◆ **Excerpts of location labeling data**
◇ ◇ ◇ ◇ ◇

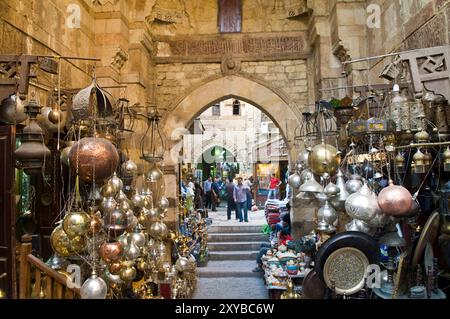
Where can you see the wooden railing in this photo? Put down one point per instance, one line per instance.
(39, 281)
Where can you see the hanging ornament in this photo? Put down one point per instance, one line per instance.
(60, 241)
(311, 186)
(108, 190)
(90, 152)
(331, 190)
(108, 204)
(94, 288)
(419, 159)
(76, 223)
(182, 264)
(158, 230)
(327, 214)
(32, 153)
(121, 197)
(129, 168)
(127, 272)
(446, 159)
(163, 203)
(113, 278)
(111, 251)
(361, 205)
(132, 220)
(95, 224)
(12, 110)
(116, 182)
(131, 250)
(303, 157)
(339, 201)
(137, 200)
(137, 237)
(156, 184)
(361, 226)
(400, 163)
(354, 184)
(295, 180)
(65, 153)
(324, 158)
(395, 200)
(115, 222)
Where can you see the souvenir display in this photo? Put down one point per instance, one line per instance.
(119, 183)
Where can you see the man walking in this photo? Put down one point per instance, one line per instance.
(240, 198)
(273, 189)
(230, 198)
(207, 189)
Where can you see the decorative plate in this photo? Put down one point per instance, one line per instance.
(313, 286)
(359, 240)
(346, 268)
(428, 235)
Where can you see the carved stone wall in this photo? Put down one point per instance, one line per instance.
(289, 77)
(175, 78)
(408, 25)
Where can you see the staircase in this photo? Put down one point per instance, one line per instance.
(233, 251)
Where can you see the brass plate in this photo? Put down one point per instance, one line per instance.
(346, 267)
(428, 235)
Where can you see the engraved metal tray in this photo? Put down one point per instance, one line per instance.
(345, 270)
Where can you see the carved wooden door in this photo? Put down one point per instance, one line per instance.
(7, 210)
(230, 15)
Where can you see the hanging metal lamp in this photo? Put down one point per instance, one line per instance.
(33, 153)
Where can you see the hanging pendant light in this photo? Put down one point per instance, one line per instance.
(32, 153)
(339, 201)
(152, 143)
(446, 159)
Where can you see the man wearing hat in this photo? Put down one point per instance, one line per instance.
(240, 198)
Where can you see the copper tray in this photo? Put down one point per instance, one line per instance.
(313, 286)
(345, 270)
(428, 235)
(361, 241)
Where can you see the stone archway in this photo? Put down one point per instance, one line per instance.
(181, 114)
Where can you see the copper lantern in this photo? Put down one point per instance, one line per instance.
(93, 159)
(32, 153)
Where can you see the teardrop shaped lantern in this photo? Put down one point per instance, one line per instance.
(32, 154)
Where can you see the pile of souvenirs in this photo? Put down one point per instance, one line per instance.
(376, 172)
(284, 263)
(111, 222)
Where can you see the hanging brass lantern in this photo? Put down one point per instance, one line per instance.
(152, 143)
(446, 159)
(419, 162)
(12, 110)
(91, 155)
(422, 136)
(32, 153)
(400, 163)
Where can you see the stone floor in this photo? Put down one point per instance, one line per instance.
(231, 288)
(228, 274)
(220, 217)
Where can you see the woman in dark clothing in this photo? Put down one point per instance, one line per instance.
(198, 196)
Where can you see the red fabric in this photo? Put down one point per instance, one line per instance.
(285, 239)
(273, 218)
(274, 182)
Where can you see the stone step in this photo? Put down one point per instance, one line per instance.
(219, 237)
(233, 245)
(233, 255)
(235, 229)
(228, 268)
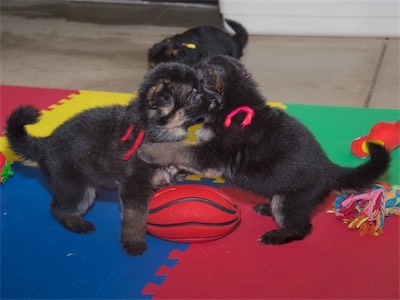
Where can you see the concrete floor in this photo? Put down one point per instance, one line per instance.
(104, 47)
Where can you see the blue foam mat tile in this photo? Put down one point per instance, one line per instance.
(40, 259)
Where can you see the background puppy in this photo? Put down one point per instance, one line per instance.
(95, 150)
(198, 43)
(265, 151)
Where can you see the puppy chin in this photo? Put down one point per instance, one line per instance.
(161, 134)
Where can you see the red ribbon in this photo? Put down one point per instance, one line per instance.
(247, 119)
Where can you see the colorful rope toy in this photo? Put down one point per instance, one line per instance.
(385, 133)
(5, 168)
(366, 211)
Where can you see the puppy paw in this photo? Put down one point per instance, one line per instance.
(134, 248)
(280, 236)
(263, 209)
(146, 152)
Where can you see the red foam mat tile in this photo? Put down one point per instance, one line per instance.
(332, 263)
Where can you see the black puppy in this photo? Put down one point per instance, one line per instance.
(96, 150)
(198, 43)
(265, 151)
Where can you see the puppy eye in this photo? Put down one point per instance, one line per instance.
(194, 96)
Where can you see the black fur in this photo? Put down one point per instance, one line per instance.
(275, 156)
(208, 41)
(86, 153)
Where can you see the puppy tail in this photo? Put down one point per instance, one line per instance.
(241, 36)
(20, 141)
(365, 175)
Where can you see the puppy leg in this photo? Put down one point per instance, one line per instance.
(70, 203)
(135, 195)
(263, 209)
(293, 220)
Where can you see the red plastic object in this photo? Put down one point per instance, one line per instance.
(192, 214)
(386, 133)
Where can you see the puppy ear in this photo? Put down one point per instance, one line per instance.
(152, 93)
(215, 79)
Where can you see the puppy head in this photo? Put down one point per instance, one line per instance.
(227, 82)
(170, 50)
(171, 98)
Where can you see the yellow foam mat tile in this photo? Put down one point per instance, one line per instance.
(57, 114)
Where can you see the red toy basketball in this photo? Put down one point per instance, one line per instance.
(192, 214)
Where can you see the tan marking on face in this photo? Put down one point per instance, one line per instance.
(177, 120)
(166, 110)
(204, 134)
(216, 80)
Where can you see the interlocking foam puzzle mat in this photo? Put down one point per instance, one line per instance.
(42, 260)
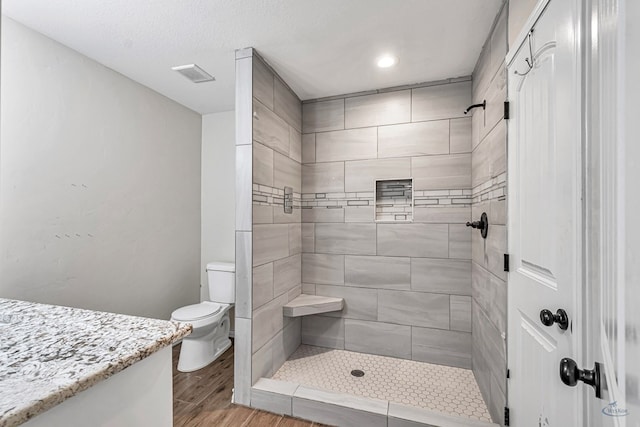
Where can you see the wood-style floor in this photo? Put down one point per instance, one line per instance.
(203, 398)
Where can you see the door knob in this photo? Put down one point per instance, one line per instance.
(570, 374)
(548, 318)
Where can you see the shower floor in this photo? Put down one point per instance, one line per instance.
(444, 389)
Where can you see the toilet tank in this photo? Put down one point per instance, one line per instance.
(222, 282)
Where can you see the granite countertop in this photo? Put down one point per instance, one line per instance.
(49, 353)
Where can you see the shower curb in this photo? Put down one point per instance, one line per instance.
(327, 407)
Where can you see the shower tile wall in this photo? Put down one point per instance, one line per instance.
(407, 286)
(277, 239)
(489, 165)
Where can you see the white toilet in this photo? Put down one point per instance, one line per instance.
(210, 319)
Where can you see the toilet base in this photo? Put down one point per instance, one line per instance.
(196, 353)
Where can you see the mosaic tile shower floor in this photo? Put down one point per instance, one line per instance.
(443, 389)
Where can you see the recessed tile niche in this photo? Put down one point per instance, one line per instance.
(394, 200)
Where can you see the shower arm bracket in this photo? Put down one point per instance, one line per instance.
(483, 105)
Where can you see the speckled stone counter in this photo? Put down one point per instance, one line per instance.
(51, 353)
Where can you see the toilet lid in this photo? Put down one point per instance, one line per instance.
(196, 311)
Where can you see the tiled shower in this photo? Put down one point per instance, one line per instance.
(383, 183)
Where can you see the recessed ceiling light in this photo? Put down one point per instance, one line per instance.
(194, 73)
(387, 61)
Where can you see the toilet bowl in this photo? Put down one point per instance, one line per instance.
(210, 320)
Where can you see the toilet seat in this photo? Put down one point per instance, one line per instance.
(193, 312)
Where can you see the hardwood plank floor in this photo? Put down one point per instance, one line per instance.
(203, 398)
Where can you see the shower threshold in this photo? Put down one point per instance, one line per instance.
(317, 384)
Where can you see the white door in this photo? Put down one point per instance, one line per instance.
(545, 218)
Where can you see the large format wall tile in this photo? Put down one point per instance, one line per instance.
(262, 165)
(286, 172)
(268, 321)
(414, 308)
(262, 83)
(360, 175)
(440, 102)
(414, 139)
(443, 214)
(359, 214)
(244, 187)
(393, 277)
(323, 214)
(287, 273)
(460, 130)
(308, 238)
(323, 269)
(355, 239)
(295, 145)
(460, 307)
(413, 240)
(447, 276)
(287, 105)
(378, 272)
(351, 144)
(460, 241)
(496, 247)
(451, 348)
(385, 339)
(244, 292)
(323, 178)
(262, 284)
(323, 331)
(323, 116)
(295, 236)
(496, 96)
(489, 157)
(262, 214)
(309, 148)
(441, 172)
(270, 242)
(269, 129)
(378, 109)
(358, 303)
(490, 293)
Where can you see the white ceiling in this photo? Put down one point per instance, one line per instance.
(320, 47)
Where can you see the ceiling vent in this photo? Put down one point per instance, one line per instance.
(194, 73)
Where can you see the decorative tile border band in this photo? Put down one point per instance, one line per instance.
(270, 196)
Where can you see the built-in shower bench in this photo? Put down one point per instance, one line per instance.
(304, 305)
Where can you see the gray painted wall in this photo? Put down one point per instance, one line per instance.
(488, 176)
(407, 286)
(100, 185)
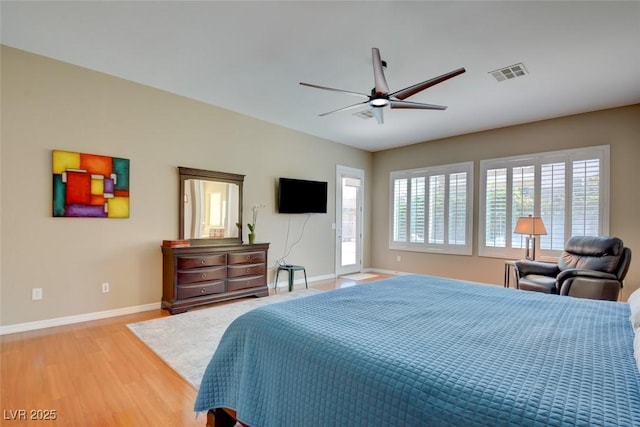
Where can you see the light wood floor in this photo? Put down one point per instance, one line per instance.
(96, 374)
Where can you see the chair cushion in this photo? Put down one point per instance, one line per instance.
(536, 282)
(600, 253)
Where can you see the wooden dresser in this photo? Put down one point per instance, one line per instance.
(199, 275)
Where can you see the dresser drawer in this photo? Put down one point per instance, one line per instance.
(197, 261)
(201, 275)
(245, 270)
(200, 290)
(245, 282)
(246, 257)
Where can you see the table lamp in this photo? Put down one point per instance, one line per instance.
(532, 226)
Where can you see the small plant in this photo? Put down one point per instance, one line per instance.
(252, 225)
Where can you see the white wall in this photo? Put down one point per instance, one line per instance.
(49, 105)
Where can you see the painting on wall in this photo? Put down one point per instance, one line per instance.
(90, 185)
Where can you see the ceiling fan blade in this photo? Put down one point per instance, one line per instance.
(358, 94)
(377, 113)
(415, 105)
(359, 104)
(412, 90)
(378, 73)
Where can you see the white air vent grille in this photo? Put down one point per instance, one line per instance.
(510, 72)
(365, 114)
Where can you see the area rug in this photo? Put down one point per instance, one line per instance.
(359, 276)
(187, 341)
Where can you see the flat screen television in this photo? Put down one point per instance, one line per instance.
(302, 196)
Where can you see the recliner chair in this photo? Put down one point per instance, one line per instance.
(590, 267)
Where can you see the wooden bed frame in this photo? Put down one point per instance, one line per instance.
(222, 417)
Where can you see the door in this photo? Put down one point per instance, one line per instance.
(349, 202)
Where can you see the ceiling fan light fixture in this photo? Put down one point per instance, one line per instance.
(379, 102)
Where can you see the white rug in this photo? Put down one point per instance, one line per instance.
(359, 276)
(187, 341)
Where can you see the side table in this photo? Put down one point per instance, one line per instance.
(291, 269)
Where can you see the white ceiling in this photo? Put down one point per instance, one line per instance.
(249, 57)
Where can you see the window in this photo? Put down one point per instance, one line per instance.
(568, 189)
(431, 209)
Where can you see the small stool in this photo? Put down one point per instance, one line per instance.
(291, 269)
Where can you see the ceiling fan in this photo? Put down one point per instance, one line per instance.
(380, 96)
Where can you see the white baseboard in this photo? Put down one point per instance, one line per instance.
(67, 320)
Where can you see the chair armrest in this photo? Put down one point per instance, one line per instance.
(588, 274)
(524, 267)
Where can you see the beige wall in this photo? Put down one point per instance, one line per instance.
(620, 128)
(48, 105)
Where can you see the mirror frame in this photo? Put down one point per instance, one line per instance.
(207, 175)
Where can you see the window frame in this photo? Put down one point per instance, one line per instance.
(426, 172)
(569, 156)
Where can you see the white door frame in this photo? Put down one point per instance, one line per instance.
(348, 172)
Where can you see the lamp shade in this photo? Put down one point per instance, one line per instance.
(531, 225)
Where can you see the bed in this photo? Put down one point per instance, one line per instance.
(420, 350)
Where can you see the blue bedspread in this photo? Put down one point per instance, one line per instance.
(421, 350)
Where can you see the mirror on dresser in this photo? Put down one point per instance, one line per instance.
(210, 206)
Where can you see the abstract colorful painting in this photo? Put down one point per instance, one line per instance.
(89, 185)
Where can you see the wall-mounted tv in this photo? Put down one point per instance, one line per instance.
(302, 196)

◇ ◇ ◇ ◇ ◇

◆ **Short problem**
Copy out word for word the part of the material that opens with the line containing "Where can you see the white baseboard" and runs through the final line of the material, including both of those lines.

◆ **Solution for this exercise**
Where can you see the white baseboard in this photo? Put down one point per instance, one line per instance.
(67, 320)
Where can you see the chair armrest in this photo? Put down one point per instance, one line per instance.
(588, 274)
(524, 267)
Where can you see the beige wall in this photo? Put down one point per instance, one line per instance.
(620, 128)
(48, 105)
Where can you see the mirror frame in this photo? Put down one point per instance, one line per instance.
(207, 175)
Where can you see the window frame in this photo? Put down one point per instance, one line per instance.
(426, 172)
(569, 156)
Where can you see the white door frame in this photo? Put down one point per instance, one line per instance.
(348, 172)
Where can you see the lamp shade in this photo? Put down one point per instance, one line per instance.
(531, 225)
Where can you see the bed in this photo? Put down one point per instance, one line per instance.
(420, 350)
Where can you see the blue bedspread in this photo? Put down one point per instance, one line per instance.
(421, 350)
Where can you see the mirror on dresser in this photo? Put down one point per instance, one line per instance.
(210, 206)
Where can you see the abstract colorful painting in this photo? Put down one point per instance, one line per instance.
(89, 185)
Where can you see the wall-mounted tv in this photo? Put down one point per instance, one line per instance.
(302, 196)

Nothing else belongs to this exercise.